CONSIGNE: Recopiez le passage du texte ci-dessous sur la Nativité de la Vierge Marie qui commence par « Vladimir GOLOVANOW » et se poursuit jusqu'à « rend à Marie. ».

EXTRAIT DE PAGE:
-.-.-

Nativité de la Très Sainte Vierge Marie

Vladimir GOLOVANOW

Nativité de la Très Sainte Vierge Marie
L’année liturgique comporte, outre le cycle des dimanches et le cycle des fêtes commémorant directement Notre Seigneur, un cycle des fêtes des saints. La première grande fête de ce cycle des saints que nous rencontrons après le début de l’année liturgique est la fête de la nativité de la bienheureuse Vierge Marie, célébrée le 8 septembre [1]. Il convenait que, dès les premiers jours de la nouvelle année religieuse, nous fussions mis en présence de la plus haute sainteté humaine reconnue et vénérée par l’Église, celle de la mère de Jésus-Christ. Les textes lus et les prières chantées à l’occasion de cette fête nous éclaireront beaucoup sur le sens du culte que l’Église rend à Marie.

Au cours des vêpres célébrées le soir de la veille du 8 septembre, nous lisons plusieurs leçons tirées de l’Ancien Testament. C’est tout d’abord le récit de la nuit passée par Jacob à Luz (Gn 28, 10-17). Tandis que Jacob dormait, la tête appuyée sur une pierre, il eut un songe : il vit une échelle dressée entre le ciel et la terre, et les anges montant et descendant le long de cette échelle ; et Dieu lui-même apparut et promit à la descendance de Jacob sa bénédiction et son soutien. Jacob, à son réveil, consacra avec de l’huile la pierre sur laquelle il avait dormi et appela ce lieu Beth-el, c’est-à-dire " maison de Dieu ".

-.-.-

EXTRAITS DE DONNÉES:
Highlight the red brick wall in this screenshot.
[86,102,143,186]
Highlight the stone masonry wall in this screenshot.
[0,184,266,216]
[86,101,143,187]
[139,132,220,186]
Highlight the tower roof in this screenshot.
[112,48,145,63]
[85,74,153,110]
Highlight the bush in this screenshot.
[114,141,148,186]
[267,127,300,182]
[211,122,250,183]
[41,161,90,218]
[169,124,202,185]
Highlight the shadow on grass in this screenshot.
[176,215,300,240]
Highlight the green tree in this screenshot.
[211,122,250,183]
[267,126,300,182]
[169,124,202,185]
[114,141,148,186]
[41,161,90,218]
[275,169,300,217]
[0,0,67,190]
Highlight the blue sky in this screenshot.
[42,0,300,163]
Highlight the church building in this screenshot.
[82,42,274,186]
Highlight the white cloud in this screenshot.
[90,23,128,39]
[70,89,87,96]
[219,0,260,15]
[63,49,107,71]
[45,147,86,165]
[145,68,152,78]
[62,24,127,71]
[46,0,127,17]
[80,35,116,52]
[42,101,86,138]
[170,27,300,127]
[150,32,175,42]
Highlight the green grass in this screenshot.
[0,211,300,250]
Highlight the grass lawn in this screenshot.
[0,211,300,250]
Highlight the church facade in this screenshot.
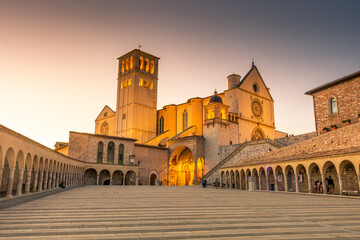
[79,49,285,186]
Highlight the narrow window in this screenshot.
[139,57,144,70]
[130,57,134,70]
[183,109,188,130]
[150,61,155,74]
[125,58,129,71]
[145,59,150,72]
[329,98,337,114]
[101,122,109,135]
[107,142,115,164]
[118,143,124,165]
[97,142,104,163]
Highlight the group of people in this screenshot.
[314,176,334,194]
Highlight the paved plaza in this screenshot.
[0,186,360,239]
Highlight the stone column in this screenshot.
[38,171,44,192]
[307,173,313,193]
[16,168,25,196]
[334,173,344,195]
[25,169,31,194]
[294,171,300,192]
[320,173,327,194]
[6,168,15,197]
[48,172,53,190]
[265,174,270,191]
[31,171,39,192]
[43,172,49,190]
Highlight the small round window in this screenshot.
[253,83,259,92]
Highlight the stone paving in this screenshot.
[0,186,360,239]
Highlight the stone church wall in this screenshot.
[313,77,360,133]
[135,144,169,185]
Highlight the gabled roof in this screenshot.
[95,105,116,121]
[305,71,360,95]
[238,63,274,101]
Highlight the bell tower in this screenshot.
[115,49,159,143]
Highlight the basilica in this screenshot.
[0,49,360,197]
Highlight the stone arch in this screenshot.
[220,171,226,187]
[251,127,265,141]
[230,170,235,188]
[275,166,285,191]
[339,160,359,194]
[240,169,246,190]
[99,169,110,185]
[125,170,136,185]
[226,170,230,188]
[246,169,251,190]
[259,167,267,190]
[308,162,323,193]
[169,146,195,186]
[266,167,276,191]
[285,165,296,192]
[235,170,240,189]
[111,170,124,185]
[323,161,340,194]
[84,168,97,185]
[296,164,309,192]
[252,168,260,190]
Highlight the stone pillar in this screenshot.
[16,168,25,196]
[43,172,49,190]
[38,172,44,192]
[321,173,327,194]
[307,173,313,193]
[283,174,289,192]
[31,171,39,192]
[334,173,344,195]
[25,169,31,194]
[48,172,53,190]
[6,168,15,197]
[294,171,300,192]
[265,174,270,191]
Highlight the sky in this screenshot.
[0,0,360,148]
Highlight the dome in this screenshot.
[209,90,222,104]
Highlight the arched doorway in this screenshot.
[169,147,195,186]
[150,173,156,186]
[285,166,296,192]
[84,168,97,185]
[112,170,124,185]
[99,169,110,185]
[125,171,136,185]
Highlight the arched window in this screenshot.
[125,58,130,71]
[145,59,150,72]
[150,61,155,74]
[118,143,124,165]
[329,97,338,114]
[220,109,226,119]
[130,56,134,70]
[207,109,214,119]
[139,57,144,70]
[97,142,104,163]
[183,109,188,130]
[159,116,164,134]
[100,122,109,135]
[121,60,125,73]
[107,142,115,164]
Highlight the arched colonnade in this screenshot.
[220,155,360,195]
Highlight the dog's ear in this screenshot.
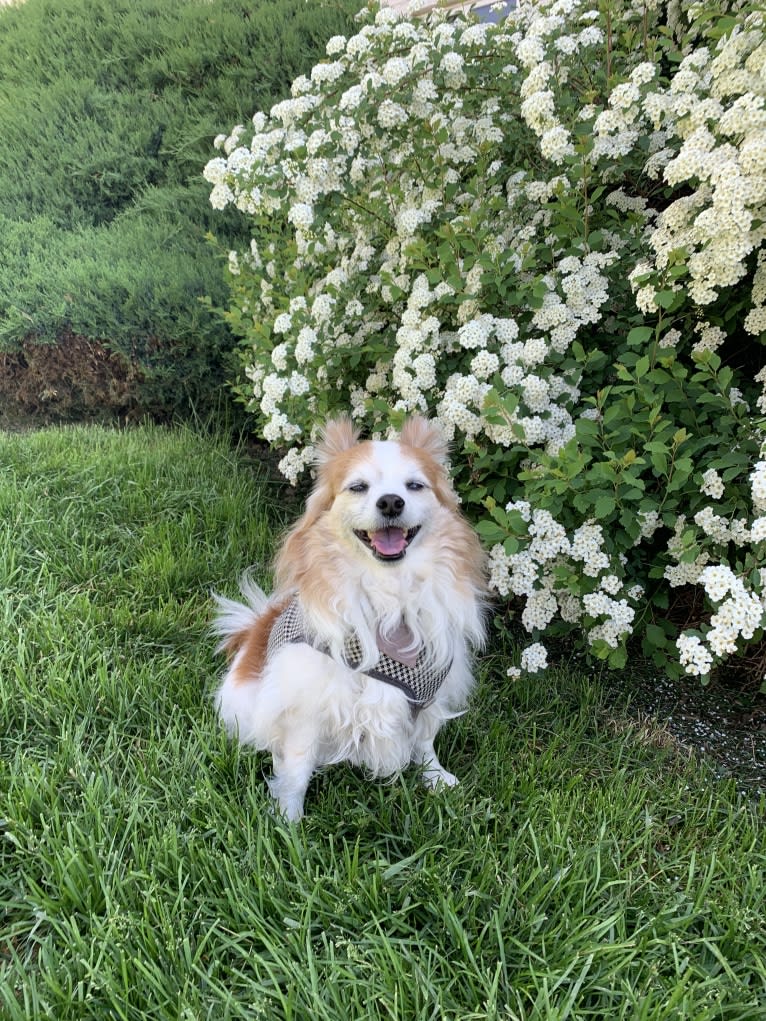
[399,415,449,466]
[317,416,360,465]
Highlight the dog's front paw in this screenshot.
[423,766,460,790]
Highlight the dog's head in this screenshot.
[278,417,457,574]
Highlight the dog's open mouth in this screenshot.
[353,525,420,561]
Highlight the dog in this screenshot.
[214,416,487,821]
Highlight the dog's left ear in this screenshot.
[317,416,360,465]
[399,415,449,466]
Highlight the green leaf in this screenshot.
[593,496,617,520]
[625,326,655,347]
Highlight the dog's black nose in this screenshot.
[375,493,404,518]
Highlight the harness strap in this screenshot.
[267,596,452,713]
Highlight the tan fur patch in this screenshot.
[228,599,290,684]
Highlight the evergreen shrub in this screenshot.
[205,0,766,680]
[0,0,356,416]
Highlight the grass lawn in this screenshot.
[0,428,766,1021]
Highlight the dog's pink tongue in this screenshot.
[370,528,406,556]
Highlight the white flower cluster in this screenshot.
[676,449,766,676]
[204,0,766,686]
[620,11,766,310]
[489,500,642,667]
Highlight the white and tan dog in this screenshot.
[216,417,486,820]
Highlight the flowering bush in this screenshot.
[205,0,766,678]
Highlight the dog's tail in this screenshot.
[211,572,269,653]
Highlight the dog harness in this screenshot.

-.-.-

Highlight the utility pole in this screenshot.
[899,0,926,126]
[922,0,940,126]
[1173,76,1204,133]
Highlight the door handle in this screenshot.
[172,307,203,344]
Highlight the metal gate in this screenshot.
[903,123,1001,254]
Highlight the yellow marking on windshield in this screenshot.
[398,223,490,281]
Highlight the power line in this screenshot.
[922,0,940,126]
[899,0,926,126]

-.-.-

RÉPONSE:
Vladimir GOLOVANOW

Nativité de la Très Sainte Vierge Marie
L’année liturgique comporte, outre le cycle des dimanches et le cycle des fêtes commémorant directement Notre Seigneur, un cycle des fêtes des saints. La première grande fête de ce cycle des saints que nous rencontrons après le début de l’année liturgique est la fête de la nativité de la bienheureuse Vierge Marie, célébrée le 8 septembre [1]. Il convenait que, dès les premiers jours de la nouvelle année religieuse, nous fussions mis en présence de la plus haute sainteté humaine reconnue et vénérée par l’Église, celle de la mère de Jésus-Christ. Les textes lus et les prières chantées à l’occasion de cette fête nous éclaireront beaucoup sur le sens du culte que l’Église rend à Marie.